- TEXT SEGMENT -
Marshall Mission Files, Lot 54–D270: Telegram
Colonel George V. Underwood to General Marshall 90
1915. Official Chinese reaction to your recall, statement and appointment not yet apparent.
Swift sequence of surprise events has temporarily stunned all quarters, but distinct reactions are expected as soon as the shock subsides.
[Page 692]This morning, 9 January local calendar, I called on Doctor Stuart. He talked yesterday afternoon to Doctor T. V. Soong who was greatly pleased with your statement and regarded your appointment as Secretary of State as most fortunate for China. Doctor Soong then lunged into a discussion of reform measures and prospects of financial assistance from the United States. Doctor Stuart advised him to proceed with urgent reconstruction and that he probably could look to the United States for help on non-controversial projects. I advised Doctor Stuart to fend commitments in the economic field pending developments following your consultations in Washington.
I sensed pressure from Doctor Soong to drag Doctor Stuart into policy matters hoping thereby to obtain favorable commitments. For this reason and because he touched on the subject I took the occasion to suggest respectfully that his role in the present interim period might well be one of watchful waiting and careful observation of Chinese reaction to recent events and manifestation of future intentions, particularly regarding a genuine Government offer for renewal of negotiations and Communist reaction thereto. He endorsed this view.

- DATA SHOWN -
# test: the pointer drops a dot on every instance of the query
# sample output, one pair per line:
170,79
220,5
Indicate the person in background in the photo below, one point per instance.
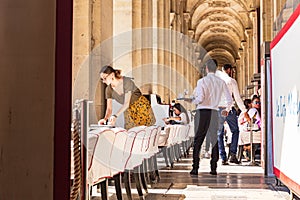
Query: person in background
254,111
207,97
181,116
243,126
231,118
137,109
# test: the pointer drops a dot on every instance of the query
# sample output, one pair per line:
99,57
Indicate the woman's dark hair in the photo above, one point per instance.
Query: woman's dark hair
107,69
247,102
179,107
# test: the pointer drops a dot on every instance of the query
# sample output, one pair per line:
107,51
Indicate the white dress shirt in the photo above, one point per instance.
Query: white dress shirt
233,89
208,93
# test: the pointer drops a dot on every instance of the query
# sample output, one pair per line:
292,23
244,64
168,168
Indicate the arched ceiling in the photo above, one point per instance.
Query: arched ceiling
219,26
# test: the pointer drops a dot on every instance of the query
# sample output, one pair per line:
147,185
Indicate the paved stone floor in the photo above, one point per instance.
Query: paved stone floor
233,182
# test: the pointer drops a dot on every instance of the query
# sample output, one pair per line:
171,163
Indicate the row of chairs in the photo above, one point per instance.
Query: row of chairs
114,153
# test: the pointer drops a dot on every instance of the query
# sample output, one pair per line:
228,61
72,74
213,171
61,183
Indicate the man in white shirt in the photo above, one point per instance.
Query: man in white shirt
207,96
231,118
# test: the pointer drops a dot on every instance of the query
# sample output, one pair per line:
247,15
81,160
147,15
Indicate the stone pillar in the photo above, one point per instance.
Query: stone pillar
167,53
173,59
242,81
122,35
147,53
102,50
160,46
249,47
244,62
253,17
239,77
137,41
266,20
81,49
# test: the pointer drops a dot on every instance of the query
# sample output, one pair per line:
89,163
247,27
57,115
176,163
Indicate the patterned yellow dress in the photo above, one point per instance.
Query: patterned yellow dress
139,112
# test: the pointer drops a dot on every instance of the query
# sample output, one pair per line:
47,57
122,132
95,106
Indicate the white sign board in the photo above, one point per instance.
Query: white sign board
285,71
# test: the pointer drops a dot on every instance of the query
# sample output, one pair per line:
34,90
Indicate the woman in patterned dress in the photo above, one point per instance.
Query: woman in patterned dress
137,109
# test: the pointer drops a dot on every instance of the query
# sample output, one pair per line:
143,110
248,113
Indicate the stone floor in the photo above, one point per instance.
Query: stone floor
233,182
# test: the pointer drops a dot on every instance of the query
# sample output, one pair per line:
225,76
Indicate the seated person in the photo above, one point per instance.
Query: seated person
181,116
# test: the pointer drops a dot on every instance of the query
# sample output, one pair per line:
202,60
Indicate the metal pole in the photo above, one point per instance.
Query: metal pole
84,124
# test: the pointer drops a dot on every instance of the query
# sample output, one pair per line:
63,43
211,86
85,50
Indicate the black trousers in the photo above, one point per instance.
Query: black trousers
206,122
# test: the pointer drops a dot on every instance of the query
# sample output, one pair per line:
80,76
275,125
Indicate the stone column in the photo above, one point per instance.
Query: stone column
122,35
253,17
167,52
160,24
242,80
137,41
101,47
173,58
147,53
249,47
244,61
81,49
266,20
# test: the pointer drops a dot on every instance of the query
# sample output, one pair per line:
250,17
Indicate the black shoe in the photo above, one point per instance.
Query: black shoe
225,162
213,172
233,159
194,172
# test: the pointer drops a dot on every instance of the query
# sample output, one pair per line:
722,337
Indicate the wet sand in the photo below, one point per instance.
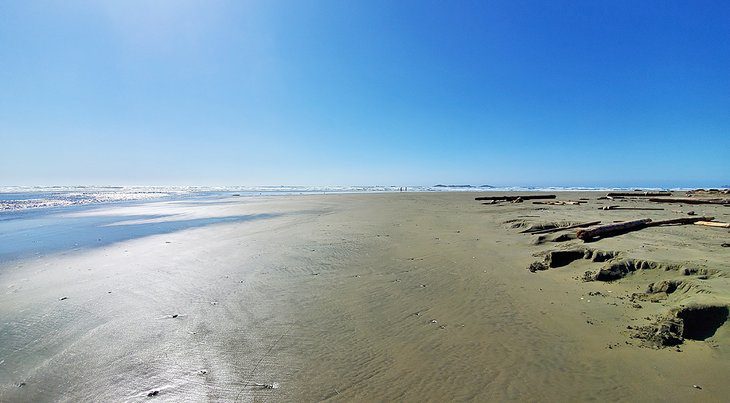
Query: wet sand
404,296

...

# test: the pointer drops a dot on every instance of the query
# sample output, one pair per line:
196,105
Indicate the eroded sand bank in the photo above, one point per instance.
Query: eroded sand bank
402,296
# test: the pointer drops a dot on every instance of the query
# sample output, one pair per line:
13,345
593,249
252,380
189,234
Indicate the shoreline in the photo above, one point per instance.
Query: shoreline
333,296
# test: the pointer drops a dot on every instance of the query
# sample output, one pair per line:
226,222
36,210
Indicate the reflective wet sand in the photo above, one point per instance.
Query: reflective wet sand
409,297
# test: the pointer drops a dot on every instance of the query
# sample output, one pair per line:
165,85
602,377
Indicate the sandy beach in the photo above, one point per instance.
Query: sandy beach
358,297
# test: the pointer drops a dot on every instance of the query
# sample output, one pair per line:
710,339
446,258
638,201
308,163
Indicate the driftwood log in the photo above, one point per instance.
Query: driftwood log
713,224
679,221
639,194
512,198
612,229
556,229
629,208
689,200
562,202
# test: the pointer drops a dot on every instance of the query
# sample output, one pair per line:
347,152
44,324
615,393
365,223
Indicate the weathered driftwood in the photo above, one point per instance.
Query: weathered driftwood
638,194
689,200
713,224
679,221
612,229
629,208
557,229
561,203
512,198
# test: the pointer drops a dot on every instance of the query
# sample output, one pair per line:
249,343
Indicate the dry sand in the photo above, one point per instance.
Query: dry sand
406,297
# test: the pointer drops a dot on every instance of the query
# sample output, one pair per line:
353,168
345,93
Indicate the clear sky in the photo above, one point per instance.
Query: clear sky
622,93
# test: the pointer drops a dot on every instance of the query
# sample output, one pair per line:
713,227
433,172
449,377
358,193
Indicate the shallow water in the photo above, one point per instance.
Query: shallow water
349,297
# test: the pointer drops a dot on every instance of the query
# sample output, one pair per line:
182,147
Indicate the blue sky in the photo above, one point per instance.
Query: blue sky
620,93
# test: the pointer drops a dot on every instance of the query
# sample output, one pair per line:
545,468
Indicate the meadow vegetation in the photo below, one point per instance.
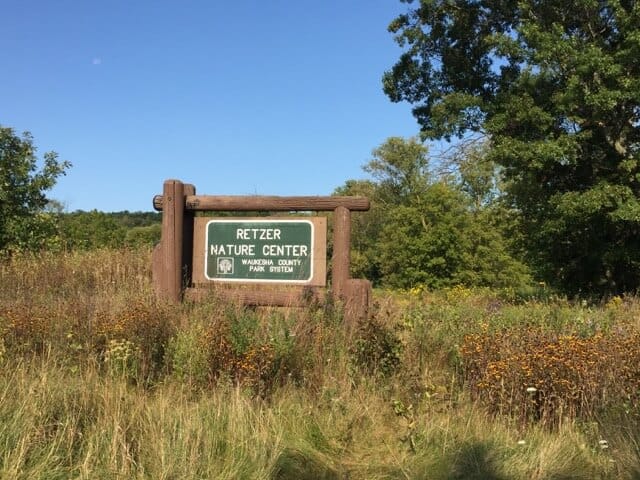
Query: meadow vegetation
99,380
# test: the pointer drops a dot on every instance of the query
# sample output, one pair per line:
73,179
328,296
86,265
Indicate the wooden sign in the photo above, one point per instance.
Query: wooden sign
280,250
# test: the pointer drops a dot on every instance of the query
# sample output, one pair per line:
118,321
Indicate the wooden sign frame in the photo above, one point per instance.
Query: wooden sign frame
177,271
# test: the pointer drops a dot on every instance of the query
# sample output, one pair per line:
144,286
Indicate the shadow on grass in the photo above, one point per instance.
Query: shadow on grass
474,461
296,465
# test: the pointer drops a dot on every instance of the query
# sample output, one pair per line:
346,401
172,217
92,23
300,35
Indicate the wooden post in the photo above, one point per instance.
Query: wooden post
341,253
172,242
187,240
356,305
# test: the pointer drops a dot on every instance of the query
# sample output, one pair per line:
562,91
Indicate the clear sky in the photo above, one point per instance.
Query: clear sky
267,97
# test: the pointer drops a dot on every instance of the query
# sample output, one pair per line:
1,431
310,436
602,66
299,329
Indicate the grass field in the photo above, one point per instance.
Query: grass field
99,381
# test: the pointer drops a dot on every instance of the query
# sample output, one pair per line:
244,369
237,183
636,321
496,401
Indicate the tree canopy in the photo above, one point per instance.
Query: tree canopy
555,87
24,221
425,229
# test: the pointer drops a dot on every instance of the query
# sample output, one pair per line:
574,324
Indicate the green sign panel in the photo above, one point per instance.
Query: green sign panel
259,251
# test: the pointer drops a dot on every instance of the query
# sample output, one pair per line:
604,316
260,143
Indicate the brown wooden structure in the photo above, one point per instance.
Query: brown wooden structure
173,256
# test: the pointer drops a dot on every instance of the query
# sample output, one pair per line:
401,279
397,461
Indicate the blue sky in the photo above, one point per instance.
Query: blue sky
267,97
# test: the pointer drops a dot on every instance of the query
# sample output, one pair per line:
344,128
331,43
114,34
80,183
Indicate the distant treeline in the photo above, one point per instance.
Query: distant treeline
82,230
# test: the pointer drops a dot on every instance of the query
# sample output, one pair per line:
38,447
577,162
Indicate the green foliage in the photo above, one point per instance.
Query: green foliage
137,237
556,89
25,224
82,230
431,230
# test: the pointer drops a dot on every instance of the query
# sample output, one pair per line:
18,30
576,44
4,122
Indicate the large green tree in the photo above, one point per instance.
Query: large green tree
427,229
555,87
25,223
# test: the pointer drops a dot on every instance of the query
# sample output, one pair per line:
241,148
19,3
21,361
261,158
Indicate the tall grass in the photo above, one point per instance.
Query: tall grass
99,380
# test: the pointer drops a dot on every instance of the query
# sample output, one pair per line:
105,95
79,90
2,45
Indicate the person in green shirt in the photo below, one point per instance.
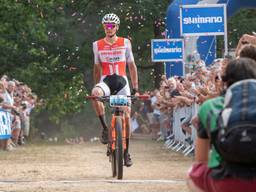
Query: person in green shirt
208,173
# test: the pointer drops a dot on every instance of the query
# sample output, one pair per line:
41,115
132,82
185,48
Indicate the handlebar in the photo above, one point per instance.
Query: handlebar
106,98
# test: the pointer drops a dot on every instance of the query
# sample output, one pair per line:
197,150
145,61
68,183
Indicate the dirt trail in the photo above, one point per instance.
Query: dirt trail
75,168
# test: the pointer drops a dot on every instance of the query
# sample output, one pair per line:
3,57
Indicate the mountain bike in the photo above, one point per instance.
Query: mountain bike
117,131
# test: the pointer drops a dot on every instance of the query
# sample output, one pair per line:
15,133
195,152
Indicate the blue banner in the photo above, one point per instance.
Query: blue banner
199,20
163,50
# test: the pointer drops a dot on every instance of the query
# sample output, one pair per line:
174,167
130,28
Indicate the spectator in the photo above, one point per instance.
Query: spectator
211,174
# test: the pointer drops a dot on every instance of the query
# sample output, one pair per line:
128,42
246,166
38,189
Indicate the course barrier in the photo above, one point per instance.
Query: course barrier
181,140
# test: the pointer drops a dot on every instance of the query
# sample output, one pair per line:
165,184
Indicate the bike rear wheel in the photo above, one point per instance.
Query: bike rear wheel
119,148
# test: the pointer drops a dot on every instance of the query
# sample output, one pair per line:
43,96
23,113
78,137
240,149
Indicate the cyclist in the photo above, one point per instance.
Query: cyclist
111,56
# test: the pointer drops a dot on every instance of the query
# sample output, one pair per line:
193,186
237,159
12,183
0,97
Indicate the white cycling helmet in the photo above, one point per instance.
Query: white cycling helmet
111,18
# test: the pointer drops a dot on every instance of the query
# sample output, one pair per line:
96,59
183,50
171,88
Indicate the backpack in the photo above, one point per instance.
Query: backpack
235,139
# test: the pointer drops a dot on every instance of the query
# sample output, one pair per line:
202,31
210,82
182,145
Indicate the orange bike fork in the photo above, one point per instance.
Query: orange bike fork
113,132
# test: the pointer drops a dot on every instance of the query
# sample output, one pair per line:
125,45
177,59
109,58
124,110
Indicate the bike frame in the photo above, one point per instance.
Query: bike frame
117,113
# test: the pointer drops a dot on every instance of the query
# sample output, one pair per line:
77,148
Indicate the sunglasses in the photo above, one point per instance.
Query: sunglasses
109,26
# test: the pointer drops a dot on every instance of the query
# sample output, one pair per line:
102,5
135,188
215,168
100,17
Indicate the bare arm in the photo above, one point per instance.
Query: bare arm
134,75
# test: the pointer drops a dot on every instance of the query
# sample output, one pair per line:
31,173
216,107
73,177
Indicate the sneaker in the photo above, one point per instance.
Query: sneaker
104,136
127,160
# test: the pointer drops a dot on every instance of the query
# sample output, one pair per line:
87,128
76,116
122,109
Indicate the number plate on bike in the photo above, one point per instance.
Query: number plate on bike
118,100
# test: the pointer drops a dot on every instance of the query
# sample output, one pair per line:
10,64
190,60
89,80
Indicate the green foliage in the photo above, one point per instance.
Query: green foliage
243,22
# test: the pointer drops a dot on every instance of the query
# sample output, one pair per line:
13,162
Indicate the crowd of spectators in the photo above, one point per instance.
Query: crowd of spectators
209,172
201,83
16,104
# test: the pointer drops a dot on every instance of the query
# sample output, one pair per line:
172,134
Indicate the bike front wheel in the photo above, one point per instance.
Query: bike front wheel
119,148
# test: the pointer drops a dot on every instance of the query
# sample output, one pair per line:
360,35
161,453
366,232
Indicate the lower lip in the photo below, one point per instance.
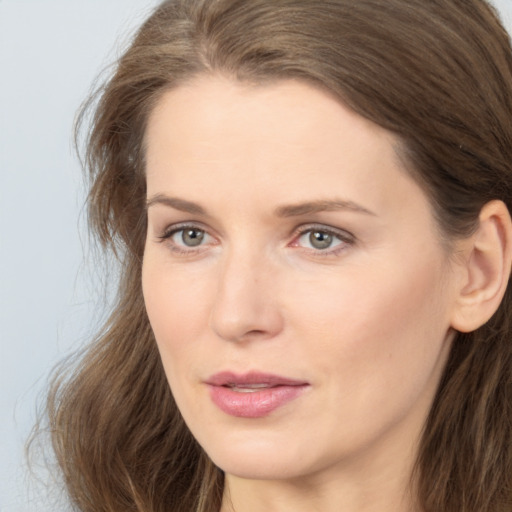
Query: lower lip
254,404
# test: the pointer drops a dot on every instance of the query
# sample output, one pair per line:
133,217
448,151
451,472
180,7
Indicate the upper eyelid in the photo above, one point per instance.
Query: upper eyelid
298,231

---

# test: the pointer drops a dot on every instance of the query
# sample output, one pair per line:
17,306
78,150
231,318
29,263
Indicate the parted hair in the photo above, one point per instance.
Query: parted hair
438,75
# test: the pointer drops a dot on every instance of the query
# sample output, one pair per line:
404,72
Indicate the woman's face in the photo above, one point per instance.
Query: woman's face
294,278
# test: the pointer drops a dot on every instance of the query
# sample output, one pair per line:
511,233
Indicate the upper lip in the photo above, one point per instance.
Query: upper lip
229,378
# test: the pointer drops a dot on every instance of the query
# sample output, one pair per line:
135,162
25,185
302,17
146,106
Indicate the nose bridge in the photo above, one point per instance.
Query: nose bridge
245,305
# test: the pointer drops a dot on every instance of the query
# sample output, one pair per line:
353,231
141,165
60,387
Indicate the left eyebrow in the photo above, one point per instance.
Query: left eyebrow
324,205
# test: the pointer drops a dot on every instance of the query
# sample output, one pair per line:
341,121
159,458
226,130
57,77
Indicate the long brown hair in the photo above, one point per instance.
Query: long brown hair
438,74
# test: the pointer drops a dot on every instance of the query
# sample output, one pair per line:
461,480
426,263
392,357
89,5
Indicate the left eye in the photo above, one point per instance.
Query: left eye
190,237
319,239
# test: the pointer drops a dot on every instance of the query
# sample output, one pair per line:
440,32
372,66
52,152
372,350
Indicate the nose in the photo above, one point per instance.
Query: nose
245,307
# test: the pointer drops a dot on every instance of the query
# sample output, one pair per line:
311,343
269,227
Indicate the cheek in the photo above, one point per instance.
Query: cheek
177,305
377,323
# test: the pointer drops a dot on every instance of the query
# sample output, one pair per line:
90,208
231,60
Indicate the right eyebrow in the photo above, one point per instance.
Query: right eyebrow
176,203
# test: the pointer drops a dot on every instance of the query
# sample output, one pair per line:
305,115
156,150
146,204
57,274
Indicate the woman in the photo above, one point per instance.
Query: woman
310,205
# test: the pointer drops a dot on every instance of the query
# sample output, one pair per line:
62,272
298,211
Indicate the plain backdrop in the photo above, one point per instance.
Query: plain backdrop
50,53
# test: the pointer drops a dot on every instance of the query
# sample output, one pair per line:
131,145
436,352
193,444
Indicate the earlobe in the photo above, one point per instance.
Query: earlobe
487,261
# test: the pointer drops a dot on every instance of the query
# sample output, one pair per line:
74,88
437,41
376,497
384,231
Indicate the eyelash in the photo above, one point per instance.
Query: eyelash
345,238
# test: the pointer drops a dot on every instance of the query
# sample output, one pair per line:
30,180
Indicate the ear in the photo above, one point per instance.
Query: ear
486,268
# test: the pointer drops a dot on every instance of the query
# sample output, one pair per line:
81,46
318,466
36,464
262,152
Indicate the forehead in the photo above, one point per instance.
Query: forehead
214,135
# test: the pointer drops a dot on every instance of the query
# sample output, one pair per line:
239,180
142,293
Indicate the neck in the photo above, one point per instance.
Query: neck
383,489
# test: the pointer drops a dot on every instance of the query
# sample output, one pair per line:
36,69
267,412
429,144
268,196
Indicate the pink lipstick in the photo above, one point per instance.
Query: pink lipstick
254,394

- REQUEST 1 -
Copy the telegram text verbatim, from "Marshall Mission Files, Lot" to "the shock subsides.".
- REQUEST 2 -
How many lines of the records contain the string "metal"? Reply with the number alone.

- FINAL ANSWER 1 -
Marshall Mission Files, Lot 54–D270: Telegram
Colonel George V. Underwood to General Marshall 90
1915. Official Chinese reaction to your recall, statement and appointment not yet apparent.
Swift sequence of surprise events has temporarily stunned all quarters, but distinct reactions are expected as soon as the shock subsides.

- FINAL ANSWER 2 -
2